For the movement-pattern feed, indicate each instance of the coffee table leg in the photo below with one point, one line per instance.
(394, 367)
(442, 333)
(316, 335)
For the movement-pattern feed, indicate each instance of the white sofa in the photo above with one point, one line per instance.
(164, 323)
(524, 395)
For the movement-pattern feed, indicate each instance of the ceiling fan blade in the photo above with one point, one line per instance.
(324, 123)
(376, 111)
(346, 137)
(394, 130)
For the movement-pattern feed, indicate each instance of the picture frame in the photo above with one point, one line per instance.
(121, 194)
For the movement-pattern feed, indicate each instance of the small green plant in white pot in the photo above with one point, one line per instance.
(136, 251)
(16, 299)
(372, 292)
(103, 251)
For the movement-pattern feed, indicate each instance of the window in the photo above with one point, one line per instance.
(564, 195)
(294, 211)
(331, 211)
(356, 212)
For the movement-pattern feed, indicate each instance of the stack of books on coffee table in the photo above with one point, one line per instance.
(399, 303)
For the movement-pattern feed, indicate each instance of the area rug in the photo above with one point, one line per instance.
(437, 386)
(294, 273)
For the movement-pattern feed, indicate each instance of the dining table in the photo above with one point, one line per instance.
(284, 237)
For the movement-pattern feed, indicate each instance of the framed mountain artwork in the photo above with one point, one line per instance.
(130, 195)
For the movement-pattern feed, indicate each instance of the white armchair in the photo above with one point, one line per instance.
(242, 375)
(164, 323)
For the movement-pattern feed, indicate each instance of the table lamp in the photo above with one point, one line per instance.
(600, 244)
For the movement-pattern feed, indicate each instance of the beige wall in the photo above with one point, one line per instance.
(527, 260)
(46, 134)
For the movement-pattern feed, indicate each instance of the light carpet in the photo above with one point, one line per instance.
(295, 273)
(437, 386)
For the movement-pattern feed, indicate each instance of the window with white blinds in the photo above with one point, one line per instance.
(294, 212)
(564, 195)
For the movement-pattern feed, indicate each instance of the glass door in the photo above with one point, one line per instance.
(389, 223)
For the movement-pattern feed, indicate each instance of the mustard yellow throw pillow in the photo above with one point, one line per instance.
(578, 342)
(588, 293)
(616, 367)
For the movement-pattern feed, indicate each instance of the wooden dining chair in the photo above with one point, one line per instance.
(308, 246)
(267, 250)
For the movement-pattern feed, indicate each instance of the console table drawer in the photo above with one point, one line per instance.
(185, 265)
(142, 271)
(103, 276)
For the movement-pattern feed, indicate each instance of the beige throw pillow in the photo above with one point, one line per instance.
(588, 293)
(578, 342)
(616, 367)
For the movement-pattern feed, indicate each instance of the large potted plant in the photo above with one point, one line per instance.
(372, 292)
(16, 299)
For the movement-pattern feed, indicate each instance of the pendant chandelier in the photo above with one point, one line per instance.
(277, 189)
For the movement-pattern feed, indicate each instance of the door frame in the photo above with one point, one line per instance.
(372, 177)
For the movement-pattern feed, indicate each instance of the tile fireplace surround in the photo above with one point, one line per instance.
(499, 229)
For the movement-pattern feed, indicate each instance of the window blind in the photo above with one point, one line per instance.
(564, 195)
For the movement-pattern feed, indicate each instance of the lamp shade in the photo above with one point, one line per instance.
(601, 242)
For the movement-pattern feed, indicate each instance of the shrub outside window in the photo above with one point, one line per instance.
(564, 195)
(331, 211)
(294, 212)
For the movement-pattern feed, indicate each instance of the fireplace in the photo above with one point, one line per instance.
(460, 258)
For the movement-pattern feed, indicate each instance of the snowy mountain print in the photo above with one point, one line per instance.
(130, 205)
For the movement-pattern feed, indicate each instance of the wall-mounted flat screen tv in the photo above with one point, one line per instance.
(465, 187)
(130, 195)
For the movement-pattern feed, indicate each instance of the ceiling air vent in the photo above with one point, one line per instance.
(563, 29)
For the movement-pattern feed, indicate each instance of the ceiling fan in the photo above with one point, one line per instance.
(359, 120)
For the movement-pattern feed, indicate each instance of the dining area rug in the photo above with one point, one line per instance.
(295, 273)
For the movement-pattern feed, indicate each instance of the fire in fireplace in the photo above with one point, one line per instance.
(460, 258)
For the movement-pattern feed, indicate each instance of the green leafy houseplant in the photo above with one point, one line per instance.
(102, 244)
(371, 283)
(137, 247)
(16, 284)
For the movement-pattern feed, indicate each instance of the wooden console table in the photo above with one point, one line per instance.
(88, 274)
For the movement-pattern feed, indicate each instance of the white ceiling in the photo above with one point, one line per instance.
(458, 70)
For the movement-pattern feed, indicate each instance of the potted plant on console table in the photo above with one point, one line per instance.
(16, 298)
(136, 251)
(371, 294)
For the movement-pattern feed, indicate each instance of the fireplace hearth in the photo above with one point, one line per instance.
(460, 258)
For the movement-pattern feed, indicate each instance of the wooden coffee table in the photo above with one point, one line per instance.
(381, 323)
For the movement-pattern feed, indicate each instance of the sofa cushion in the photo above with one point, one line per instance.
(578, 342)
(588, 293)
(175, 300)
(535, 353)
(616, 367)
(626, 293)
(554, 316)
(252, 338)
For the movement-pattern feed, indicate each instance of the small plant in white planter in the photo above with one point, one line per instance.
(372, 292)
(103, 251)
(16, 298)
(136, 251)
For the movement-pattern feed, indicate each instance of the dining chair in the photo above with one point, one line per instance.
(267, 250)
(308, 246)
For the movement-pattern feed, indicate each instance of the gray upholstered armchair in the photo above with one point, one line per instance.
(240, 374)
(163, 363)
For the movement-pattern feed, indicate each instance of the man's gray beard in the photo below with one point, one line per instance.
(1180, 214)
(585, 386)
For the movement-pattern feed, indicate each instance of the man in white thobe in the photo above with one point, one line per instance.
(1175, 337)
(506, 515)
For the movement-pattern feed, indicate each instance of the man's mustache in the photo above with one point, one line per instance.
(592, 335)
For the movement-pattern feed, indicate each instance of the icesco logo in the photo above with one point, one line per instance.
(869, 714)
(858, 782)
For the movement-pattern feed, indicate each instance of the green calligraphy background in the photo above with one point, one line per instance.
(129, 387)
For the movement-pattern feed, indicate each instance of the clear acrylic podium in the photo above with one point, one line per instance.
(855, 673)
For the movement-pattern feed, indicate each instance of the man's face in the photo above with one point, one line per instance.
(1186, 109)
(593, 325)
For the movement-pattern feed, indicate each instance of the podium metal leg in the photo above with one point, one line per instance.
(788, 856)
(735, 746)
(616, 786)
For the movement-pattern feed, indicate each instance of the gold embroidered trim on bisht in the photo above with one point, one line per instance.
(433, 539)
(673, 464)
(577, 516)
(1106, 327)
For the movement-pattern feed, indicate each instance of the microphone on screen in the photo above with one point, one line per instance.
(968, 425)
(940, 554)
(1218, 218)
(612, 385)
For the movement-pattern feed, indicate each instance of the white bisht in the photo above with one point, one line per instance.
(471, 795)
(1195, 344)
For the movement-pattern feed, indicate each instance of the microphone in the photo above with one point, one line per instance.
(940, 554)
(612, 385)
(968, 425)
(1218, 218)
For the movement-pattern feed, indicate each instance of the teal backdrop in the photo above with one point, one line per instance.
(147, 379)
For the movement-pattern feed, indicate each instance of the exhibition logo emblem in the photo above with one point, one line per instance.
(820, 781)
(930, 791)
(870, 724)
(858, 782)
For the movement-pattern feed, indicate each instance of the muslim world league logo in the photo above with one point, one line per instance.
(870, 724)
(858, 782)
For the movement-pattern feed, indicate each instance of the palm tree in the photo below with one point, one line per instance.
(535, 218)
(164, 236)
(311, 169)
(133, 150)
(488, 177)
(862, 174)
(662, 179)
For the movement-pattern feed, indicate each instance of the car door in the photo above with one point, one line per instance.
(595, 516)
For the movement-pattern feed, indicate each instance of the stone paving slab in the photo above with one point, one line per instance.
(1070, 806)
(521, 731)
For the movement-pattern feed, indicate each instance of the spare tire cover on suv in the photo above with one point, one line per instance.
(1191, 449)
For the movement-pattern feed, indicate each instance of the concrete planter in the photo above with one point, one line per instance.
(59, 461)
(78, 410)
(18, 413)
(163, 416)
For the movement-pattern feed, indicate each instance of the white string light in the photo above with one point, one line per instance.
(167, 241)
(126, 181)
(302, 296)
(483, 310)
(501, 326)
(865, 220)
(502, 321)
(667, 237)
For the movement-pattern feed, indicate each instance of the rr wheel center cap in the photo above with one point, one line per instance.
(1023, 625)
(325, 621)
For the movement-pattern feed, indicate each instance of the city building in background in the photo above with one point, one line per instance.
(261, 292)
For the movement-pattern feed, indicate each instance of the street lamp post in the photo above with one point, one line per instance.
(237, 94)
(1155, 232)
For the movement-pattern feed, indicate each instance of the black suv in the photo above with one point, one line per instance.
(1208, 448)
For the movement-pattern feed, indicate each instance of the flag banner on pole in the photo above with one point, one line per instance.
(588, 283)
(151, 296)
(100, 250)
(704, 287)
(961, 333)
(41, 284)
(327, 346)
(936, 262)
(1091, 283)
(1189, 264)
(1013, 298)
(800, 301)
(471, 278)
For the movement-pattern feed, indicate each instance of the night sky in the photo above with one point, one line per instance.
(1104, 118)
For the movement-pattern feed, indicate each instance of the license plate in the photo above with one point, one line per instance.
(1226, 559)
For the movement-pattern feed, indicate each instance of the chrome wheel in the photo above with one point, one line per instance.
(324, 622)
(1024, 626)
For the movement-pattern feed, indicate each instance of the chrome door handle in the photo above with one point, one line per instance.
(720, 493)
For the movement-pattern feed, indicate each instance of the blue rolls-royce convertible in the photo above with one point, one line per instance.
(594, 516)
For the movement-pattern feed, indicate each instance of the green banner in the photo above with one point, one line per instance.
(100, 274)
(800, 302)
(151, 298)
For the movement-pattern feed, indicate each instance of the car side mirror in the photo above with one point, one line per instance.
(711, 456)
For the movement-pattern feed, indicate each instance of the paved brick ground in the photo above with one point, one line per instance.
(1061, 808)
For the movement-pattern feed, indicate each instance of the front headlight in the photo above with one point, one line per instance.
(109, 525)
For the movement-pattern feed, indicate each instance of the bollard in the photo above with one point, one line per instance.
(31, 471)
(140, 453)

────────────────────

### Written problem
Reproduce the items above without changes, starting with the line containing "the microphone on" and going on through the line containing "(1195, 344)", including both of those lines.

### Correct result
For the movement-pattern feed, indicate each instance of the microphone on screen in the photo above with one point, one line per instance.
(968, 425)
(940, 554)
(1218, 218)
(612, 385)
For the movement-pattern feed, indicate each instance of the white bisht in the photo above with one point, one line per instance.
(471, 795)
(1195, 344)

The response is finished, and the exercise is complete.